**THE PROBLEM:**
Copy out all of the records below with "green trash bin" swapped for "green waste bin" and everything else left unchanged. Leave the pictures out of your copy.
-------- RAW DATA --------
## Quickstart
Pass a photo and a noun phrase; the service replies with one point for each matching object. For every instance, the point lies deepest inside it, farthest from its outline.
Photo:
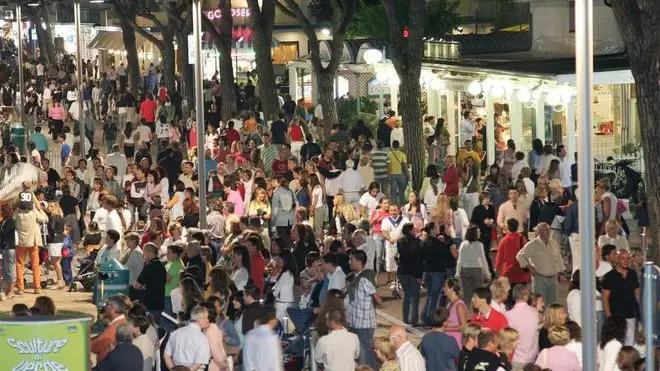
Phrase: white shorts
(55, 250)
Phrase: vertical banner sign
(31, 344)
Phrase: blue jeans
(398, 189)
(434, 282)
(366, 339)
(411, 293)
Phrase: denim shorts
(9, 265)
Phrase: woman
(409, 272)
(317, 206)
(612, 337)
(240, 267)
(55, 240)
(555, 315)
(438, 254)
(219, 360)
(386, 353)
(612, 237)
(472, 266)
(8, 251)
(557, 357)
(283, 287)
(457, 310)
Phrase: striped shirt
(379, 160)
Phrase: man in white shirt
(189, 346)
(262, 350)
(468, 128)
(336, 276)
(351, 184)
(338, 350)
(407, 355)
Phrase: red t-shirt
(280, 167)
(494, 321)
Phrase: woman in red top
(376, 220)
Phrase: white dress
(394, 230)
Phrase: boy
(439, 349)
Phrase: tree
(325, 71)
(263, 20)
(638, 22)
(222, 37)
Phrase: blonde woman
(386, 353)
(442, 214)
(555, 315)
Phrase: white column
(571, 137)
(490, 129)
(293, 82)
(540, 118)
(515, 108)
(451, 121)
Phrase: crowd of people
(304, 226)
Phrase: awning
(113, 40)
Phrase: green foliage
(371, 21)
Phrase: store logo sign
(36, 354)
(235, 13)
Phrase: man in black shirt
(152, 281)
(621, 294)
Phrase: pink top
(525, 319)
(453, 321)
(218, 356)
(558, 358)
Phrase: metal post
(79, 73)
(584, 78)
(199, 110)
(650, 281)
(21, 81)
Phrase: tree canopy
(371, 20)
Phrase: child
(67, 256)
(439, 349)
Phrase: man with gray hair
(125, 356)
(351, 184)
(188, 346)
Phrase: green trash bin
(112, 279)
(17, 136)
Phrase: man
(262, 350)
(506, 263)
(398, 171)
(361, 310)
(351, 184)
(525, 319)
(338, 350)
(114, 312)
(542, 257)
(484, 314)
(512, 209)
(118, 160)
(152, 281)
(450, 177)
(621, 292)
(468, 128)
(188, 346)
(407, 355)
(485, 357)
(125, 356)
(332, 270)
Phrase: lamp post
(584, 78)
(79, 73)
(199, 111)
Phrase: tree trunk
(326, 85)
(133, 64)
(638, 23)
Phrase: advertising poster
(37, 343)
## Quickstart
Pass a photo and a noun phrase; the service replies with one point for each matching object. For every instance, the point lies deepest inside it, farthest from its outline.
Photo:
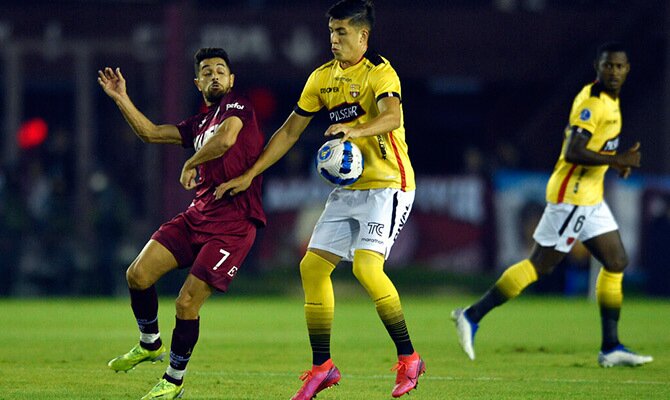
--------
**REPLY TO THE EXERCISE:**
## Quickstart
Pass a photo and a noun phrase; the service replies with one point for each matching object. For every instance, the point lies deepest inside it, farthest from its outline.
Photo:
Phrase: white shorts
(55, 250)
Phrase: vertical banner sign
(31, 344)
Phrase: blue jeans
(398, 189)
(434, 282)
(366, 339)
(411, 293)
Phrase: denim shorts
(9, 265)
Phrase: woman
(409, 272)
(317, 206)
(612, 337)
(240, 267)
(55, 240)
(555, 315)
(438, 254)
(219, 360)
(386, 353)
(612, 237)
(472, 266)
(8, 251)
(557, 357)
(283, 287)
(457, 310)
Phrase: striped shirt
(379, 160)
Phrase: man in white shirt
(189, 346)
(262, 350)
(468, 128)
(336, 276)
(351, 184)
(338, 350)
(407, 355)
Phrase: red t-shirt
(280, 167)
(494, 321)
Phrase: woman in red top
(376, 220)
Phrase: white dress
(394, 230)
Phrase: boy
(439, 349)
Phrase: tree
(325, 71)
(263, 20)
(638, 22)
(222, 37)
Phrase: blonde woman
(386, 353)
(442, 214)
(555, 315)
Phrase: white column
(571, 137)
(490, 129)
(293, 82)
(540, 118)
(515, 108)
(451, 121)
Phrase: crowd of people
(304, 226)
Phrase: awning
(113, 40)
Phrase: green foliage
(371, 21)
Phrase: store logo sign
(36, 354)
(235, 13)
Phrase: man in black shirt
(152, 281)
(621, 294)
Phrase: pink top
(525, 319)
(453, 321)
(218, 356)
(558, 358)
Phrase: metal post
(79, 73)
(584, 78)
(199, 110)
(650, 281)
(21, 81)
Phrase: tree canopy
(371, 20)
Phrase: child
(67, 256)
(439, 349)
Phrase: man with gray hair
(125, 356)
(351, 184)
(188, 346)
Phrase: green waste bin
(112, 279)
(17, 136)
Phrase: man
(262, 350)
(506, 263)
(398, 171)
(361, 310)
(351, 184)
(525, 319)
(338, 350)
(114, 312)
(542, 257)
(484, 314)
(512, 209)
(118, 160)
(152, 281)
(450, 177)
(621, 292)
(468, 128)
(188, 346)
(407, 355)
(485, 357)
(125, 356)
(332, 270)
Phrase: lamp post
(584, 78)
(79, 73)
(199, 111)
Phrase: tree trunk
(326, 85)
(133, 64)
(638, 23)
Phrase: advertising poster
(37, 343)
## Quickstart
Pass a photo and a noun phrase; the service replies with one point for each matching object. For every instance, the point lies deepest inside it, farthest from its outline.
Photo:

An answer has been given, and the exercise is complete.